» **Your task**:
Return exactly the lines of the entries, from the one with "Keypoint placement: for each instance of the ice" to the last.

** Opening Record set block **

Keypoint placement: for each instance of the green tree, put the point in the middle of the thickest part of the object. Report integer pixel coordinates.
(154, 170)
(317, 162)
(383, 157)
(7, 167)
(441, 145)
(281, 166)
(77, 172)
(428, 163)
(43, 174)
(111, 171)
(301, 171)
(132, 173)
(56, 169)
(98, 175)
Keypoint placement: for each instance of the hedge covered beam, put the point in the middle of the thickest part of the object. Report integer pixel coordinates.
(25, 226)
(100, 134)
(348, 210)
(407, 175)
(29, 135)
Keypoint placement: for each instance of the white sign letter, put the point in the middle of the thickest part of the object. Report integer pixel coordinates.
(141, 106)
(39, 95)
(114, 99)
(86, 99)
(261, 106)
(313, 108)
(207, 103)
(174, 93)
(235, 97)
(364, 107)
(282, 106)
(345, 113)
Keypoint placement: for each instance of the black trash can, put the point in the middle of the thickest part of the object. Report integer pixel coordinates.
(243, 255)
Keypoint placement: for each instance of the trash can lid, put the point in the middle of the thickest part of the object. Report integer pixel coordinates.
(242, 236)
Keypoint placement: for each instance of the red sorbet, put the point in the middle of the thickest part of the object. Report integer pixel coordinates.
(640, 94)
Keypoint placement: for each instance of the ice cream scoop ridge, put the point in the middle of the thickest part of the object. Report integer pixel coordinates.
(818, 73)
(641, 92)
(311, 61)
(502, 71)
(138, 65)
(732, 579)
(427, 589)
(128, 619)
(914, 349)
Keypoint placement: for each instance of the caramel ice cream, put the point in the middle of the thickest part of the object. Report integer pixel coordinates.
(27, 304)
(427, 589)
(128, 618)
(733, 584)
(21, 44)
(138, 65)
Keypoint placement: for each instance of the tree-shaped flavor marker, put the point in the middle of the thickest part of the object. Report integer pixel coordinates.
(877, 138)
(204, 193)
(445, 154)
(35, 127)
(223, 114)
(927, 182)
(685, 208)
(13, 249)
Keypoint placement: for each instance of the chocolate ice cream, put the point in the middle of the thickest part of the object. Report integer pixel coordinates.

** Closing Record set block **

» **Response area**:
Keypoint placement: for each instance of the ice cream scoop ridge, put the point in the middle of the thickest part of the object. Report integer pixel coordinates.
(818, 73)
(641, 92)
(311, 61)
(502, 71)
(138, 65)
(732, 579)
(427, 589)
(128, 619)
(914, 349)
Keypoint placement: for each instance of the caramel ice cream, put the point in the middle of the thickest part of the object. Report integer pixel coordinates.
(27, 304)
(427, 589)
(128, 618)
(733, 584)
(21, 44)
(138, 65)
Keypoint placement: for each instance of the tree-shaped flavor marker, put the point in the middle of the thickest part of the object. Report integer pixel coordinates.
(877, 138)
(204, 193)
(445, 154)
(35, 127)
(223, 114)
(927, 182)
(685, 208)
(13, 249)
Keypoint placement: for each instance of the chocolate ice cream, put the point in the middle of the thickest part of the object. Report integer pixel coordinates.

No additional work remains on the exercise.